**任务说明:** 请把下面这段算法题解笔记从头到尾照抄一遍，一字不改。

**引用文本:**
______
中等题，简单理解就是前加1，再镜像，镜像的再前加1。用递归解决

class Solution {
    func grayCode(_ n: Int) -> [Int] {
        if n == 0 {
            return [0]
        }
        let arr1 = grayCode(n-1)
        let arr2 = arr1.reversed().map {$0 + 1<<(n-1)}
        return arr1 + arr2
    }
}

122. 买卖股票的最佳时机 II

中等题，这道题很简单，不要想复杂喽。想象一下股神的操作，每涨必持有，每跌必不在场

class Solution {
    func maxProfit(_ prices: [Int]) -> Int {
        var p: Int = 0
        for i in 1..<prices.count {
            if prices[i] - prices[i-1] > 0 {
                p += prices[i] - prices[i-1]
            }
        }
        return p
    }
}

142. 环形链表 II

中等题，这题需要数学推导。构建两轮快慢指针的相遇，第一次相遇后，快指针重新指向头节点，然后快指针速率降到一步，再次相遇点就是环入口。

/**
 * Definition for singly-linked list.
 * public class ListNode {
 *     public var val: Int
 *     public var next: ListNode?
______
**记录信息:**
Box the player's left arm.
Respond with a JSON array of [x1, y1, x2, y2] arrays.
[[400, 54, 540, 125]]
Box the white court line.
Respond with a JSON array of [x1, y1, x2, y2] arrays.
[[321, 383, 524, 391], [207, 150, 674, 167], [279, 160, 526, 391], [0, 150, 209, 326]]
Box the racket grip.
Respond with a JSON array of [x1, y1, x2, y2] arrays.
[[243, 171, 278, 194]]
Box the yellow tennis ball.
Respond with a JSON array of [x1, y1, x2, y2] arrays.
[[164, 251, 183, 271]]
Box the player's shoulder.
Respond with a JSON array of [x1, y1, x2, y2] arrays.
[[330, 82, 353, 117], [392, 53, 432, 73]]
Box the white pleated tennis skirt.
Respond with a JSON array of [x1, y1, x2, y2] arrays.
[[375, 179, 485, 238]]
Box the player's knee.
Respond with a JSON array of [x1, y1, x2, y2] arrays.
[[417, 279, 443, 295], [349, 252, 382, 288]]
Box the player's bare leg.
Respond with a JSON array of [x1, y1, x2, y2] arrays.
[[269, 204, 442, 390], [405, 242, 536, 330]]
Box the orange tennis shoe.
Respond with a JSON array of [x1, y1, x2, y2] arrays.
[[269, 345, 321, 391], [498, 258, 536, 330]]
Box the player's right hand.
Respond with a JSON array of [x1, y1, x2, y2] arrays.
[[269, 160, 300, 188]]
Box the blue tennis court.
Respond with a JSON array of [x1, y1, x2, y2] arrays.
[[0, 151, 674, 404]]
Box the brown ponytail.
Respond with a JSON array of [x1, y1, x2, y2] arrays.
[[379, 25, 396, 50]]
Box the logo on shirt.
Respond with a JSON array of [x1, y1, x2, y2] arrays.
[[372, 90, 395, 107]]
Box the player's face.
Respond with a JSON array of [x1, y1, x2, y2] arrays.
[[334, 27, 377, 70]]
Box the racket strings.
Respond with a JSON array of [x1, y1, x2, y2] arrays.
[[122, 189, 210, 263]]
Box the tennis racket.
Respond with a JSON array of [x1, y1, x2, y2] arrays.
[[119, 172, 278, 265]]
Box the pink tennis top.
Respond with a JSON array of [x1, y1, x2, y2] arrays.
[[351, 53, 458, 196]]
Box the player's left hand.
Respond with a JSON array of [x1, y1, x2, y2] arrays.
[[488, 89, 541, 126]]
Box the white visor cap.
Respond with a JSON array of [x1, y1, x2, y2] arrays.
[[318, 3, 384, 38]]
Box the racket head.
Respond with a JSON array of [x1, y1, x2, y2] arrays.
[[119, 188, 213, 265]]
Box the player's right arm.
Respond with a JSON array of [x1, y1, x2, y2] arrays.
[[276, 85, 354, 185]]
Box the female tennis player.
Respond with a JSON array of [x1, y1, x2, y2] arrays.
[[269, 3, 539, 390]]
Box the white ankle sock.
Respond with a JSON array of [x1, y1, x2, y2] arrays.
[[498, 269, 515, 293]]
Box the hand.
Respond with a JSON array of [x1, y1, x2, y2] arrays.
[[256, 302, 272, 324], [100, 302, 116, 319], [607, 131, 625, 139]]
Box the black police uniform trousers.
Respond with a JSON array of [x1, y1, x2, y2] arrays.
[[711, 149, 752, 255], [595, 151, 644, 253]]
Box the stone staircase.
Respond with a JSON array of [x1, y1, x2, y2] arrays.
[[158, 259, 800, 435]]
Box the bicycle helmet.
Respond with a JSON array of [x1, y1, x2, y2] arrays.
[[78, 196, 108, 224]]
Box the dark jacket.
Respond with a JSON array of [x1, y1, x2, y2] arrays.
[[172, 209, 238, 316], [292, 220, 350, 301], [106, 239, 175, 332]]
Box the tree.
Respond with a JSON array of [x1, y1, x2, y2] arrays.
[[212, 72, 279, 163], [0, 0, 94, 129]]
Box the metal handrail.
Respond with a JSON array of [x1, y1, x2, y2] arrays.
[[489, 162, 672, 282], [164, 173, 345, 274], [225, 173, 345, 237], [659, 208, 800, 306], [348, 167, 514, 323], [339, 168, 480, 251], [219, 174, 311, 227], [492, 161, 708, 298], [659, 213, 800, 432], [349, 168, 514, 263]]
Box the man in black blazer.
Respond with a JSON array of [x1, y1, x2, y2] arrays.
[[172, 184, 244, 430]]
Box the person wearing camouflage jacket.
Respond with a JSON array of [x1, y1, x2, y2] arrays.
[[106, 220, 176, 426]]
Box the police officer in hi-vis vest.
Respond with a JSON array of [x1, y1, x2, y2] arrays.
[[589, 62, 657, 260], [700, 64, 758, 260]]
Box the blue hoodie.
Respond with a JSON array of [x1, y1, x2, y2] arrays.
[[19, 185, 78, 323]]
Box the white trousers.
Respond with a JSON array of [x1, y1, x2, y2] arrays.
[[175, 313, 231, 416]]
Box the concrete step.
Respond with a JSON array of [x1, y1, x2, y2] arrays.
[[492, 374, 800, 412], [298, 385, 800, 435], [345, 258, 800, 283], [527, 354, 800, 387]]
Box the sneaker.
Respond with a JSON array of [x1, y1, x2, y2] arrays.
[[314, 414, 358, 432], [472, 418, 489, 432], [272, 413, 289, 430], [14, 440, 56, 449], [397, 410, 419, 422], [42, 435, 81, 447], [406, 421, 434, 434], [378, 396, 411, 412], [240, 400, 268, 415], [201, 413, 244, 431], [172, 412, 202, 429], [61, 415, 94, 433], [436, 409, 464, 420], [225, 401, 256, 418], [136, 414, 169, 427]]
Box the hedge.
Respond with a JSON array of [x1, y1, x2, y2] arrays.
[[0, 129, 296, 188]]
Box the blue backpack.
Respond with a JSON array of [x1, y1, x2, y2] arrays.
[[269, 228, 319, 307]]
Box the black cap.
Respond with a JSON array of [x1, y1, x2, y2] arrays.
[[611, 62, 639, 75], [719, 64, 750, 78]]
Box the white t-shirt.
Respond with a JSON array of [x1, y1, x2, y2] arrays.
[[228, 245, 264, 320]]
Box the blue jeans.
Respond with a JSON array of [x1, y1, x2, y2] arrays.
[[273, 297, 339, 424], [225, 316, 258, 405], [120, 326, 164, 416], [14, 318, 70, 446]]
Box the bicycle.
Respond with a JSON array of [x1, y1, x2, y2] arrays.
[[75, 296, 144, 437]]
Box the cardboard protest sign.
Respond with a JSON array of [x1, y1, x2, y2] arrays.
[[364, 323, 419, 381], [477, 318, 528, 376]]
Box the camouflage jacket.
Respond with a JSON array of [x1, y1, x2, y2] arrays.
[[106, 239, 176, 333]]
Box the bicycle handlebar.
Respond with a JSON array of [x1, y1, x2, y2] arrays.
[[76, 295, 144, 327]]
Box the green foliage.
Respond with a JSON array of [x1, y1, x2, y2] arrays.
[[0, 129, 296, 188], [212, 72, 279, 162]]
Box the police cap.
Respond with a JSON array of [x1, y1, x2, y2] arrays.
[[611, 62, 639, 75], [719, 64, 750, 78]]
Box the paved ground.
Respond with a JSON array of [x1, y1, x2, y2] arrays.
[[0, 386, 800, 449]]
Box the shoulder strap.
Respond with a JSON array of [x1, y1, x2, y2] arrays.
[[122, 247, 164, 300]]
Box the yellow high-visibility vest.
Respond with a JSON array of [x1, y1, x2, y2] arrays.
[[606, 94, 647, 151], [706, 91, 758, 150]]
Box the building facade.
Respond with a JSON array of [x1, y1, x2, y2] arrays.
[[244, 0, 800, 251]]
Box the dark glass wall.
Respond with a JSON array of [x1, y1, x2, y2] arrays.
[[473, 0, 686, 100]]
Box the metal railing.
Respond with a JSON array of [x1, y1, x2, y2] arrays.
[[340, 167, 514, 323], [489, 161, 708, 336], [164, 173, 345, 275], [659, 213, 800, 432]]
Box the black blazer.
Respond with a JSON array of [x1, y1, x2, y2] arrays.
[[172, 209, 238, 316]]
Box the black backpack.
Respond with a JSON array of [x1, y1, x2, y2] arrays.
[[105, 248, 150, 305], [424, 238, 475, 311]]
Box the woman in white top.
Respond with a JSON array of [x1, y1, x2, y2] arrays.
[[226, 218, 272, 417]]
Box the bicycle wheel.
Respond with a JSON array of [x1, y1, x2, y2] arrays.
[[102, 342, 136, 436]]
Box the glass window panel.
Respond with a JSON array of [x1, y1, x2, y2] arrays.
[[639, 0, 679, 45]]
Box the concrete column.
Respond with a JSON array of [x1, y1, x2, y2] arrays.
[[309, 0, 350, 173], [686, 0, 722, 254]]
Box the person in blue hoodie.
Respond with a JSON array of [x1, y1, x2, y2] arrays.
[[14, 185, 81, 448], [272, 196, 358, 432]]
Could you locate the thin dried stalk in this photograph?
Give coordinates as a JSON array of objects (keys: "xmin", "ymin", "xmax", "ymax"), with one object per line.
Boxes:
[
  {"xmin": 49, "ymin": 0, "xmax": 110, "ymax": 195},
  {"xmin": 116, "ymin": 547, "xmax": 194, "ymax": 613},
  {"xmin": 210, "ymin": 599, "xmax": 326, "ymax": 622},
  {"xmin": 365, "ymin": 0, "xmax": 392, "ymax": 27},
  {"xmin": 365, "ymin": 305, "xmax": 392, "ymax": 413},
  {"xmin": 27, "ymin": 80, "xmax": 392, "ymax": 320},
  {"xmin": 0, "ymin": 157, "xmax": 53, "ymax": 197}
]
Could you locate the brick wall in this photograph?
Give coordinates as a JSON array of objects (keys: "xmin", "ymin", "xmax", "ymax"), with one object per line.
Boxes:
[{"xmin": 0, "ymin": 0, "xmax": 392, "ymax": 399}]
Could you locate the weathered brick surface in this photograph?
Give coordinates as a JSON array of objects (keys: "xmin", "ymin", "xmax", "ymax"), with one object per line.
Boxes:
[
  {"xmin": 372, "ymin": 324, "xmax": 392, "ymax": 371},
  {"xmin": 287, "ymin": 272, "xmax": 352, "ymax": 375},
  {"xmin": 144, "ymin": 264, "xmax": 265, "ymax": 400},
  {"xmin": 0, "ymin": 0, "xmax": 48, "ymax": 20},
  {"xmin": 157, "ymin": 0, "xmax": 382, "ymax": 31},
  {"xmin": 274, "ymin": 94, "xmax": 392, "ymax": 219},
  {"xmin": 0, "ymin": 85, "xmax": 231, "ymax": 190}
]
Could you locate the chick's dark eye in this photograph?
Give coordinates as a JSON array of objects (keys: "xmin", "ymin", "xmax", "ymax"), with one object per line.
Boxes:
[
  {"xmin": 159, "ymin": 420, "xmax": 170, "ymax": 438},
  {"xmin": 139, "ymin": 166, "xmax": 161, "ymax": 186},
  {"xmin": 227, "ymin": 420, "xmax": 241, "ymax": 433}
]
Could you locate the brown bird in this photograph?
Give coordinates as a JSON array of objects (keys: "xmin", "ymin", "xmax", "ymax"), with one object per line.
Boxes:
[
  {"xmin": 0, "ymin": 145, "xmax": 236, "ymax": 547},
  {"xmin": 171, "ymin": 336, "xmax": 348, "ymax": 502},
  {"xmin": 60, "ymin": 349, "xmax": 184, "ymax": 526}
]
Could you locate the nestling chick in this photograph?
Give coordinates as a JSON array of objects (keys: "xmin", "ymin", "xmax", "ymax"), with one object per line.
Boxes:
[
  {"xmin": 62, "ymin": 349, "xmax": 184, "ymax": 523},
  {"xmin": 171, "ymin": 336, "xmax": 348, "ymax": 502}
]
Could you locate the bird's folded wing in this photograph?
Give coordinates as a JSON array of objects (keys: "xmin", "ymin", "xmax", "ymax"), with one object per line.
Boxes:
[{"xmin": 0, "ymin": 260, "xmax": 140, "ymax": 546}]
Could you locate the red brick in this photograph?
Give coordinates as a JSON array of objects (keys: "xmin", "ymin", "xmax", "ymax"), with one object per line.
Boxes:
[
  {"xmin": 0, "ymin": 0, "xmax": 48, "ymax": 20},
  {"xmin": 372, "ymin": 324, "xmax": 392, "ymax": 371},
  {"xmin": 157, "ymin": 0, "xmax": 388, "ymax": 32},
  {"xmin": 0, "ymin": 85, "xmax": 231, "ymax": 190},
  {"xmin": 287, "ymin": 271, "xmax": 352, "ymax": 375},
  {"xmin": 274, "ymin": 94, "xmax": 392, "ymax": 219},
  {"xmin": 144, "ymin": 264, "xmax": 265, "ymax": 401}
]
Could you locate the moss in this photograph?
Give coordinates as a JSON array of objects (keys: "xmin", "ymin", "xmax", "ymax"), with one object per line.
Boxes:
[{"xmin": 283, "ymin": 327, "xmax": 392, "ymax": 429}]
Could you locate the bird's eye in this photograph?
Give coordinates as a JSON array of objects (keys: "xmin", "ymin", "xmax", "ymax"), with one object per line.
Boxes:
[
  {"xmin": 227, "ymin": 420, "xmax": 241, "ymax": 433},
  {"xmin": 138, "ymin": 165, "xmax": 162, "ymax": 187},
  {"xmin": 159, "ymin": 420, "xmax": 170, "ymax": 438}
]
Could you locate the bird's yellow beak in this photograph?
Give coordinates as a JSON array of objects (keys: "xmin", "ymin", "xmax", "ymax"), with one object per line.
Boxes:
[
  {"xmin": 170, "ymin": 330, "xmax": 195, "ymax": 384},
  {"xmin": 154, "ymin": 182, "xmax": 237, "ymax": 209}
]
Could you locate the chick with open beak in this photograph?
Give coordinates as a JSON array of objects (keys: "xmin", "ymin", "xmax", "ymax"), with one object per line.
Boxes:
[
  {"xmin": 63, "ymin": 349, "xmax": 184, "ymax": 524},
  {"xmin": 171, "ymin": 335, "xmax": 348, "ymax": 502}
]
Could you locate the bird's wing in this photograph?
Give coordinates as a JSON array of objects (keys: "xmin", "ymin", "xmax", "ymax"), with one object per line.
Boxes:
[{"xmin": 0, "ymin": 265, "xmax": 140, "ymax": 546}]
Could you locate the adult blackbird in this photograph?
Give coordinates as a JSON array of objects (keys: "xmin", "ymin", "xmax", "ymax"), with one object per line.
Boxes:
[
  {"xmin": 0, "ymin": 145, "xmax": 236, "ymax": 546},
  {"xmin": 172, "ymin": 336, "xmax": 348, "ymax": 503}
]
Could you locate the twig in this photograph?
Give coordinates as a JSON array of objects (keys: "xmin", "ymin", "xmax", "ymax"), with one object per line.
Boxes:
______
**答案:**
中等题，简单理解就是前加1，再镜像，镜像的再前加1。用递归解决

class Solution {
    func grayCode(_ n: Int) -> [Int] {
        if n == 0 {
            return [0]
        }
        let arr1 = grayCode(n-1)
        let arr2 = arr1.reversed().map {$0 + 1<<(n-1)}
        return arr1 + arr2
    }
}

122. 买卖股票的最佳时机 II

中等题，这道题很简单，不要想复杂喽。想象一下股神的操作，每涨必持有，每跌必不在场

class Solution {
    func maxProfit(_ prices: [Int]) -> Int {
        var p: Int = 0
        for i in 1..<prices.count {
            if prices[i] - prices[i-1] > 0 {
                p += prices[i] - prices[i-1]
            }
        }
        return p
    }
}

142. 环形链表 II

中等题，这题需要数学推导。构建两轮快慢指针的相遇，第一次相遇后，快指针重新指向头节点，然后快指针速率降到一步，再次相遇点就是环入口。

/**
 * Definition for singly-linked list.
 * public class ListNode {
 *     public var val: Int
 *     public var next: ListNode?